==== RECORDS FOR THIS TASK

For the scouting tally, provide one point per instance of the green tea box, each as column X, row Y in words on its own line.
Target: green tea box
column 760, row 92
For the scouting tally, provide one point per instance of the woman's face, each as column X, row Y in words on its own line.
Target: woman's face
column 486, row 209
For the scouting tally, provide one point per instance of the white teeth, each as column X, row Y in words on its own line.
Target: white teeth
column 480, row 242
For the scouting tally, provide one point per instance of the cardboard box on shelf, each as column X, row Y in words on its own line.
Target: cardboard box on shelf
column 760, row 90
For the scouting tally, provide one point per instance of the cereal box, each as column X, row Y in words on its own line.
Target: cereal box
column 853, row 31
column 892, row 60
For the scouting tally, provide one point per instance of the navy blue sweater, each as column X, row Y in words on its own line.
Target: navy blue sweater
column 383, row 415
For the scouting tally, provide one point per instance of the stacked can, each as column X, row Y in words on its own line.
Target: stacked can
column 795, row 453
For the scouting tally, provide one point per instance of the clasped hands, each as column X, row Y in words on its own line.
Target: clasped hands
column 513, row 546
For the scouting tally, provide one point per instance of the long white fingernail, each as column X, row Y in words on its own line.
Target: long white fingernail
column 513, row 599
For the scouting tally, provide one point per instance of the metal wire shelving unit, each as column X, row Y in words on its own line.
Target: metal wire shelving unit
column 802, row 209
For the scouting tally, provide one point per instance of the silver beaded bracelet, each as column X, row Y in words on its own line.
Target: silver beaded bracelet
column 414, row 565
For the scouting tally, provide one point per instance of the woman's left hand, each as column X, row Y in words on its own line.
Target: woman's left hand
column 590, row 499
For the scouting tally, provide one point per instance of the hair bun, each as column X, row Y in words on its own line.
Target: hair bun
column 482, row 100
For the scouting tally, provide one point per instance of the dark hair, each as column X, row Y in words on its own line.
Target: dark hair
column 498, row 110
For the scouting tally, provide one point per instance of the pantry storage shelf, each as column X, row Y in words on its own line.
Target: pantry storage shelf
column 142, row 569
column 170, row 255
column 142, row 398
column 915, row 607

========

*PROBLEM STATEMENT*. In the data above, find the line containing "of the dark", then copy it and every later line exactly.

*RESPONSE BOX*.
For the scouting tally, provide one point per instance of the dark hair, each as column X, row Y in words on its own line.
Target: dark hair
column 498, row 110
For the scouting tally, provide one point per instance of the pantry storage shelf, each as column X, row Y in words on its own line.
Target: pantry storage shelf
column 142, row 569
column 170, row 255
column 142, row 398
column 915, row 607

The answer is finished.